* **Your instructions**:
Can you locate every line in the data below that contains the string "query" and copy each of those lines?

### Working data

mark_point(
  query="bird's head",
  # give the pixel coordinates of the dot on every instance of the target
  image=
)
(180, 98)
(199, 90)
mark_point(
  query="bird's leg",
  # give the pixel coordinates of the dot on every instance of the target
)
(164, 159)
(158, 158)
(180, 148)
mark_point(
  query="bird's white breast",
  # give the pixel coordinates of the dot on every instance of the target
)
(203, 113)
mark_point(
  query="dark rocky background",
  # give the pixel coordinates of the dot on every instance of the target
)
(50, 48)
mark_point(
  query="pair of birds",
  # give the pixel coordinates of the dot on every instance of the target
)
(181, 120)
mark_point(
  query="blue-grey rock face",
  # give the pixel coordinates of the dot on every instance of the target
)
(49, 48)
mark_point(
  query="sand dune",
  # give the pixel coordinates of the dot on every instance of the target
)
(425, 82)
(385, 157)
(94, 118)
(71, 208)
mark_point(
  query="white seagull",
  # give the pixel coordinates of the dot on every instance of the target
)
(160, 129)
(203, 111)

######
### Working data

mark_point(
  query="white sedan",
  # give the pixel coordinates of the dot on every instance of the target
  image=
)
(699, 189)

######

* **Answer to the exercise**:
  query="bird's head",
  query="bird's leg",
  query="bird's white breast",
  query="dark rocky background",
  query="pair of birds",
  query="blue-grey rock face",
  query="sand dune",
  query="white seagull",
  query="white sedan",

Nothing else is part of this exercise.